Selected passage:

Sequences Solutions

Part of the Oxford Maths Admissions Test Livestream 2026.

Revision Questions

$a_3=3^2-3=6$. $a_{10}=90$.
$a_{n+1}-a_n=\left((n+1)^2-(n+1)\right)-\left(n^2-n\right)=2n$.
$a_{n+1}-2a_n+a_{n-1}=\left(a_{n+1}-a_n\right)-\left(a_{n}-a_{n-1}\right)=2n-2(n-1)$ using the previous part, and this is $2$.
This is the sum of the first 11 terms of an arithmetic sequence with first term $a=1$ and common difference $3$. So the sum is $\frac{11}{2}\left(2+10\times 3\right)=176$. Also, $a_{1000}=3001$.
This is the sum of the first 11 terms of a geometric sequence with first term $a=1$ and common ratio $\frac{1}{3}$. So the sum is $\frac{\left(1-3^{-11}\right)}{1-3^{-1}}=\frac{3}{2}\left(1-3^{-11}\right)$. Also, $a_{1000}=3^{-1000}$.
The common ratio is between $-1$ and $1$ so the sum to infinity does converge. The sum to infinity is $\frac{1}{1-3^{-1}}=\frac{3}{2}$.
In particular, we would need $a_0=b_0$ so $1=A+B$. Also, we would need $a_1=b_1$ so $4=3A+B$. So $A=\frac{3}{2}$ and $B=-\frac{1}{2}$.

Stated goal 1: Arrange every line of the rows in Block 1 as a Markdown table with the columns No and Line, numbering the lines and leaving out blank ones. Omit the pictures from the table.

Material provided:
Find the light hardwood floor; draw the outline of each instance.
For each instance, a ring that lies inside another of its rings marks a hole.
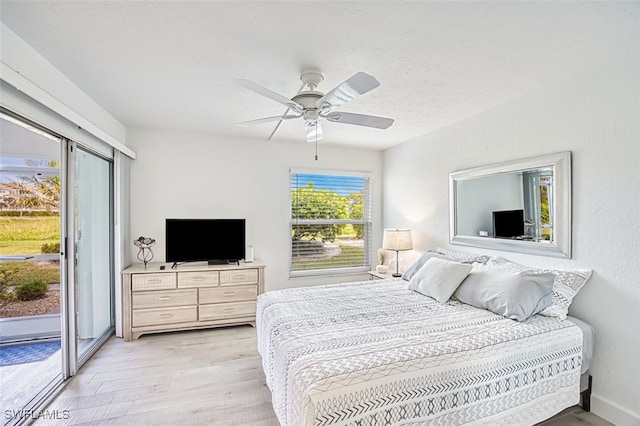
[[[36,424],[278,426],[250,326],[112,337]],[[610,423],[571,408],[544,426]]]

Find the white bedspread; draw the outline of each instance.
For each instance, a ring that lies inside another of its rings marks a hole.
[[[257,309],[282,426],[530,425],[579,400],[567,320],[440,304],[401,279],[271,291]]]

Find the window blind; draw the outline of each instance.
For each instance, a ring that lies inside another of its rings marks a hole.
[[[364,174],[290,174],[290,274],[369,269],[371,184]]]

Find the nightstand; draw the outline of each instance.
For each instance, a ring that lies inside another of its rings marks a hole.
[[[393,278],[393,275],[391,275],[391,271],[384,274],[376,271],[368,271],[368,274],[370,280],[386,280],[388,278]]]

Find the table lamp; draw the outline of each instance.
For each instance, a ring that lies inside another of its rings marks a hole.
[[[401,277],[399,252],[413,249],[410,229],[385,229],[382,238],[382,248],[396,252],[396,272],[391,274],[394,277]]]

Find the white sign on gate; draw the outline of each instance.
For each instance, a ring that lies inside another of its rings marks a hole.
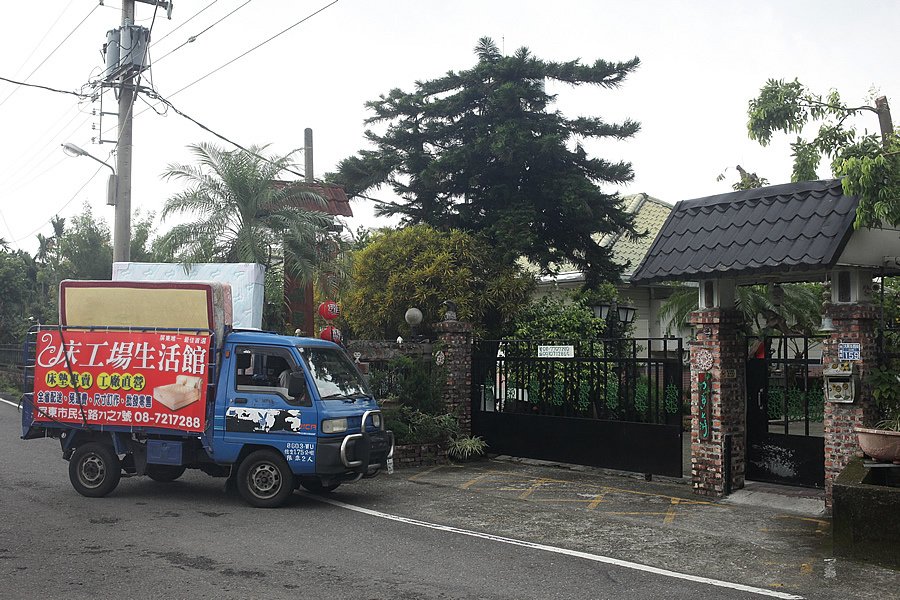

Stated goal 2: Pick up the sequences solutions after their final sentence and continue them.

Reply 1:
| No | Line |
|---|---|
| 1 | Find the light hardwood floor; draw the outline of each instance. |
| 2 | For each instance, a ring that lies inside another of its rings marks a hole. |
| 3 | [[[36,424],[278,426],[250,326],[112,337]],[[610,423],[571,408],[544,426]]] |
| 4 | Find the white bedspread; draw the outline of each instance. |
| 5 | For each instance, a ring that lies inside another of its rings marks a hole. |
| 6 | [[[257,309],[282,426],[530,425],[579,400],[567,320],[440,304],[401,279],[271,291]]] |
| 7 | Find the window blind; draw the outline of each instance. |
| 8 | For each instance, a ring that lies inside another of its rings marks a hole. |
| 9 | [[[364,174],[290,174],[290,274],[369,269],[371,184]]] |
| 10 | Find the nightstand; draw the outline of each instance. |
| 11 | For each instance, a ring that lies inside another of its rings marks a hole. |
| 12 | [[[393,278],[393,275],[391,275],[391,271],[384,274],[376,271],[368,271],[368,274],[370,280],[386,280],[388,278]]] |
| 13 | Find the table lamp; draw the outline of each instance. |
| 14 | For each instance, a ring that lies inside another of its rings marks a hole. |
| 15 | [[[401,277],[399,252],[413,249],[410,229],[385,229],[382,238],[382,248],[396,252],[396,272],[391,274],[394,277]]] |
| 16 | Find the white sign on gate; draw the outline of each instance. |
| 17 | For each instance, a ring that lies inside another of its rings marks a hole. |

Reply 2:
We should check that this works for all $n$, so let's check that if $a_{n-1}=b_{n-1}$ then $a_n=b_n$. We know that $a_n=3a_{n-1}+1$ and we can work out $3b_{n-1}+1=3\times\frac{3}{2}3^{n-1}-\frac{3}{2}+1=\frac{3}{2}3^n-\frac{1}{2}$ which is exactly $b_n$. So if $a_{n-1}=b_{n-1}$ then $a_n=b_n$. The sequences match for all $n$.
At first sight, this doesn't look like enough information; we haven't been told the values of any of the terms in the sequence! The key is that we're asked to give our answer in terms of the first three terms of the sequence without solving for what those are.
For example, if we substitute $n=0$ then we find $a_0=C$. So we've got an expression for $C$ in terms of $a_0$.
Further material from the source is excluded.